### Texte fourni
::::::::
Avant de s'installer à Paris comme professeur, il vécut longtemps comme contrôleur civil, au service de l'État colonial, au milieu des tribus de l'Atlas, expérience qui lui permit d'enrichir par plusieurs publications le savoir anthropologique universel. Cette immersion dans la société maghrébine fut presque totale jusqu'à être, dit-il, « le seul de mes proches à avoir connu sexuellement des maghrébines » (p. 65) tout en se mariant avec une bonne Française de souche.  Cette quotidienneté avec les Maghrébins lui a permis de connaître cet « intérieur du Maghreb », titre d'un livre qu'il publia en 1978.

« Pied noir », lui aussi, Albert Camus, né en 1913 à Dréan (Algérie), émigre également en métropole en 1940. Devenu écrivain mondialement connu et prix Nobel de littérature en 1957, il fut marié lui aussi à une Française de souche. Il considérait l'Algérie comme son pays. Dans sa jeunesse proche des communistes, il s'intéressa aux conditions matérielles des Algériens (Misère de la Kabylie, 1939) puis, au lieu de poursuivre et tenter de pénétrer leur « intérieur » pour, comme Berque, connaître les vraies raisons de leur révolte,  il s'en détacha pour, au fil de sa carrière de grand écrivain, n'y revenir que par un intérêt pour les choses : le soleil, qui peut rendre fou (L'étranger, 1942) ou la poésie des ruines datant de la période de la colonisation romaine. Dans « Noces à Tipasa » (1939),  méditant au milieu de ces vieilles pierres, attribuées aux colonisateurs romains, il « célèbre les noces de l’homme avec le monde». Au même moment, Berque célébrait dans l'Atlas d'autres noces, bien humaines et vivantes, emporté dans une fête berbère où « la chaleur sexuelle embrasée à tous les feux explosait en étreintes diurnes ou nocturnes, au fond des tentes ou dans la brousse des jujubiers....Tout un remous de véhémences génésiques écumait et déferlait, sans que l'étranger, bien sûr, pût en percevoir autre chose que la beauté sans âge et l'âcre invitation » (p. 63).
::::::::
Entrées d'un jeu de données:
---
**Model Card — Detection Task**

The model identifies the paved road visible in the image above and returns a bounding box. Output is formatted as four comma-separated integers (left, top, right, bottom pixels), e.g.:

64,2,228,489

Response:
::::::::
### Consigne de l'exercice
Recopiez mot pour mot le passage du texte sur Berque et Camus qui commence par "Avant de s'installer" et se poursuit jusqu'à "publia en 1978.".

### En réponse
Avant de s'installer à Paris comme professeur, il vécut longtemps comme contrôleur civil, au service de l'État colonial, au milieu des tribus de l'Atlas, expérience qui lui permit d'enrichir par plusieurs publications le savoir anthropologique universel. Cette immersion dans la société maghrébine fut presque totale jusqu'à être, dit-il, « le seul de mes proches à avoir connu sexuellement des maghrébines » (p. 65) tout en se mariant avec une bonne Française de souche.  Cette quotidienneté avec les Maghrébins lui a permis de connaître cet « intérieur du Maghreb », titre d'un livre qu'il publia en 1978.